(Stored data)
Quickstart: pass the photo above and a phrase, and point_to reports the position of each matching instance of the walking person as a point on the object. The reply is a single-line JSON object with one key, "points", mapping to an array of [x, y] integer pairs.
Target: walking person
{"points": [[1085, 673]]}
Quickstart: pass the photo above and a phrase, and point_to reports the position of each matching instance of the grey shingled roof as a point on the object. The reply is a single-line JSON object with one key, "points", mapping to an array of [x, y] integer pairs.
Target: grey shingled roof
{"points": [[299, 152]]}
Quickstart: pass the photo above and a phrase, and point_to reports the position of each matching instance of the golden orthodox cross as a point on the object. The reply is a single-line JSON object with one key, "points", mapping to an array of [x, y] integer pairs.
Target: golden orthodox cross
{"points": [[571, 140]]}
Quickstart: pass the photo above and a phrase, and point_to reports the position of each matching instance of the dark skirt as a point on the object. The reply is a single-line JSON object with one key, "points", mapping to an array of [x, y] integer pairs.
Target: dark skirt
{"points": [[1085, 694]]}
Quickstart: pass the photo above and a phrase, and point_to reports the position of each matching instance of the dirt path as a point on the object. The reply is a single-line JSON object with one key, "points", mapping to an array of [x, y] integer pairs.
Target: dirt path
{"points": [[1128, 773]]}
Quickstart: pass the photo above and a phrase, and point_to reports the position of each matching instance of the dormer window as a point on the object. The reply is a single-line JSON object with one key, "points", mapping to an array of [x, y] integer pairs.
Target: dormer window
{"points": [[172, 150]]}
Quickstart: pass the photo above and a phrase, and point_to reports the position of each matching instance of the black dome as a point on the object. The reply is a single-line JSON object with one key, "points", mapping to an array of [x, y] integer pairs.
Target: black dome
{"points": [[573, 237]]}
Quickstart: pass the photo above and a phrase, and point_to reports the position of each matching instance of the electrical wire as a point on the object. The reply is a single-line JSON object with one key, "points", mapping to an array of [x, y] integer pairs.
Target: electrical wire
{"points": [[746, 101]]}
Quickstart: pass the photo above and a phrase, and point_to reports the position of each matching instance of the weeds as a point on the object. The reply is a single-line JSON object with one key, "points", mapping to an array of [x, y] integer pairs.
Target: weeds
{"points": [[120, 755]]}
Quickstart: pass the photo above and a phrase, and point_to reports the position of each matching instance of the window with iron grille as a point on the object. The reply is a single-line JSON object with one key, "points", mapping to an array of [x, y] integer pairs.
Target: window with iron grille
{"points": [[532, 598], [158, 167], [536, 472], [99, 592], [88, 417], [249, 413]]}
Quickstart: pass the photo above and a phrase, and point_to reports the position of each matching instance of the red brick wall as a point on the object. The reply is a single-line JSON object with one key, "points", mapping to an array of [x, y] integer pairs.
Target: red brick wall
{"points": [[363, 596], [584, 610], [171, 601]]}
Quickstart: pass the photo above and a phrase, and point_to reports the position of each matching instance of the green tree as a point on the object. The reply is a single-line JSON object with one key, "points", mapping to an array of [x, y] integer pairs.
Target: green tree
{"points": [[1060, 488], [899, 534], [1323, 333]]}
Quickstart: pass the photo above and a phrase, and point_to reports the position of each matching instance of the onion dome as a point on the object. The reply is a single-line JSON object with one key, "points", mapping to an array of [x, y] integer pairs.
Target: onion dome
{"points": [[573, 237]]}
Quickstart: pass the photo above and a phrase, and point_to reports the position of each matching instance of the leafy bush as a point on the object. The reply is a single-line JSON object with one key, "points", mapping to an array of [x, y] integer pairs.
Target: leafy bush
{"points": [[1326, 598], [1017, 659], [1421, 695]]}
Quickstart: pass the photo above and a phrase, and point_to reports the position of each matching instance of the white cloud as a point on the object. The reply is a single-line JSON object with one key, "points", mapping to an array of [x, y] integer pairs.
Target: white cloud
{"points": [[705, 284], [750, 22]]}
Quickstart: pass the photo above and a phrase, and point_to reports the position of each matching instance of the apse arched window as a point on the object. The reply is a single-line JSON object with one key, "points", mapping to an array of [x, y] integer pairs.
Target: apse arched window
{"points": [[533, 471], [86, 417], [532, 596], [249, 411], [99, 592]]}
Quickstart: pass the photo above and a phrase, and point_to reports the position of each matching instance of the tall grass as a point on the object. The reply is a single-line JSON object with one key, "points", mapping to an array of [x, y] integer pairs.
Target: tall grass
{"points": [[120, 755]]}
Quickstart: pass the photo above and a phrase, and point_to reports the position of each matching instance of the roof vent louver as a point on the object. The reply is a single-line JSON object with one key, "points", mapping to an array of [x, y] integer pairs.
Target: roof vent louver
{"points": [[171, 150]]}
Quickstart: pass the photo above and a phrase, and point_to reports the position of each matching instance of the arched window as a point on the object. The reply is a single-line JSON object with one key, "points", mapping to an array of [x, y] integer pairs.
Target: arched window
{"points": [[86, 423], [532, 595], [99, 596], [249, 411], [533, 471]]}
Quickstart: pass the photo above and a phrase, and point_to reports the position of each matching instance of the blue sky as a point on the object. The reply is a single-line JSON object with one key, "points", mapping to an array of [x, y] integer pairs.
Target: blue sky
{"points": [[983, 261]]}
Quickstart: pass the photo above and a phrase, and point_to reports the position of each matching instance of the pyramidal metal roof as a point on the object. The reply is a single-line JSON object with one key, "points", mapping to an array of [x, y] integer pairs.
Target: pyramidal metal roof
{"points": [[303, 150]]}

# [EXERCISE TASK]
Retype the data exactly as given.

# [EXERCISE OUTPUT]
Quickstart: pass the photo above and a phrase, and point_to reports the position of each matching instance of the walking person as a point on the object. The reply is a single-line JSON object with one key, "points", mapping to an array of [x, y] integer pairs.
Target: walking person
{"points": [[1085, 673]]}
Quickstart: pass the photo above and a phrase, and point_to reports the position of each matching instance of the grey shingled roof as a point on the object. The reply is a single-line JSON object with one key, "points", mapping to an array of [x, y] integer pairs.
Target: grey shingled roof
{"points": [[299, 152]]}
Quickstart: pass the photo above and a phrase, and point_to reports the position of each matching instance of the golden orthodox cross as a point on the object. The reply is a single-line JSON object with one key, "points", mapping to an array of [x, y] integer pairs.
Target: golden orthodox cross
{"points": [[571, 140]]}
Quickstart: pass the photo above and a phrase, and point_to reports the position of each matching instance of the dark skirt as a point on the object. The reply is a single-line JSON object with one key, "points", mapping to an array of [x, y] integer pairs.
Target: dark skirt
{"points": [[1085, 694]]}
Quickstart: pass the photo above and a phrase, and point_to reports the position of each matching instance of the dirt path as a point on the object. The reply is a single-line JSON object with one key, "points", mapping to an array of [x, y] integer pairs.
Target: dirt path
{"points": [[1128, 773]]}
Quickstart: pass the photo above and a phrase, and point_to reports the position of each matching instance of the dormer window as a point on the object. The reply is a single-line JSON object with one key, "points", mapping to an array of [x, y] integer pairs.
Target: dormer window
{"points": [[172, 150]]}
Quickstart: pass the photo above and a phrase, and point_to reports the position of each matching instance of the black dome as a point on the object. The reply is a single-line JSON object with one key, "points", mapping to an array of [x, y] integer pairs.
Target: black dome
{"points": [[573, 237]]}
Quickstart: pass the photo above and a phrase, and point_to reports the position of each matching instance of the electrical wire as a point on the object. The reply is a single-line JSON object with one key, "points", mapping to an array of [x, y] integer pairs.
Target: electrical wire
{"points": [[746, 101]]}
Quickstart: pass the photo above and a phrase, and point_to reports the position of each matching instance of the weeds as a point on the object. The reply is a single-line JSON object with one key, "points", mapping to an array of [x, y] integer pairs.
Target: weeds
{"points": [[120, 755]]}
Quickstart: pass the photo above and a phrase, and point_to reports the position of each matching instance of the window with iron grille as a point on the object. The reply is a single-line JSON object with one key, "points", mapping to an array of [x, y] integer pairs.
Target: window with iron grille
{"points": [[532, 598], [158, 167], [536, 472], [99, 592], [88, 417], [249, 413]]}
Quickstart: pass the photo above and a phrase, and point_to reports the position of each matching instance of the red brick wall as a point on the object. The reply is a single-line JSON object with one key, "points", mapping to an array of [x, y] integer pairs.
Target: red brick wall
{"points": [[363, 596], [584, 610], [171, 601]]}
Quickstart: pass the photo above and a phrase, and point_to reports the position of each matching instance of the green tree as a point on the object. The reply is a single-line JSON object with one key, "points", mapping to an array of [x, y] integer pairs.
Target: green tree
{"points": [[1060, 488], [899, 534], [1323, 333]]}
Quickstart: pass the photo above and a phrase, and point_to reports the position of each matching instance of the onion dome as a point on the object. The reply is a single-line JSON object with one key, "points", mapping to an array of [x, y] integer pairs.
Target: onion dome
{"points": [[573, 237]]}
Quickstart: pass the photo above and a phrase, and point_to reports the position of each matching instance of the leafy bush as a point on the object. The reply is a single-line JSON object with one key, "points", mapping to an array of [x, y] integer pairs.
Target: leafy bush
{"points": [[1326, 598], [1017, 659], [1421, 695]]}
Quickstart: pass the photo above and a phrase, and point_to reports the position of each matching instance of the white cloud as a point on the object. The reply is a single-line JSON object with one key, "points", mapping to an array of [x, y] integer pairs.
Target: white cloud
{"points": [[705, 284], [750, 22]]}
Quickstart: pass the photo above and a phrase, and point_to reports the position of each matching instance of the apse arched window as a point on the object. The reply is a single-line JSON object with one key, "points", mapping to an array of [x, y] integer pairs.
Target: apse arched window
{"points": [[533, 471], [86, 417], [532, 596], [249, 411], [99, 592]]}
Quickstart: pass the photo above and a phrase, and point_to reports the position of each matching instance of the tall grass as a point on the object. The reply is a single-line JSON object with one key, "points", mapping to an array of [x, y] integer pairs.
Target: tall grass
{"points": [[120, 755]]}
Quickstart: pass the photo above and a phrase, and point_to reports the position of each matching instance of the roof vent louver as a point on the object. The reply is a single-line JSON object with one key, "points", mapping to an array of [x, y] integer pairs.
Target: roof vent louver
{"points": [[171, 150]]}
Quickstart: pass the photo above and a phrase, and point_to reports the position of each matching instance of the arched window as a point on the object. The reply is a single-line JSON object with one key, "points", mapping to an array of [x, y] integer pairs.
Target: arched window
{"points": [[86, 423], [532, 595], [99, 596], [249, 411], [533, 471]]}
Quickstart: pass the photo above and a phrase, and point_to reports the position of each matching instance of the blue sky as a point on the object. The reply is a single-line JSON object with one key, "points", mapping to an array of [x, y] integer pairs.
Target: blue sky
{"points": [[983, 261]]}
Quickstart: pass the photo above and a phrase, and point_to reports the position of each matching instance of the pyramidal metal roof as a point on the object. The reply is a single-line JSON object with one key, "points", mapping to an array of [x, y] integer pairs.
Target: pyramidal metal roof
{"points": [[303, 150]]}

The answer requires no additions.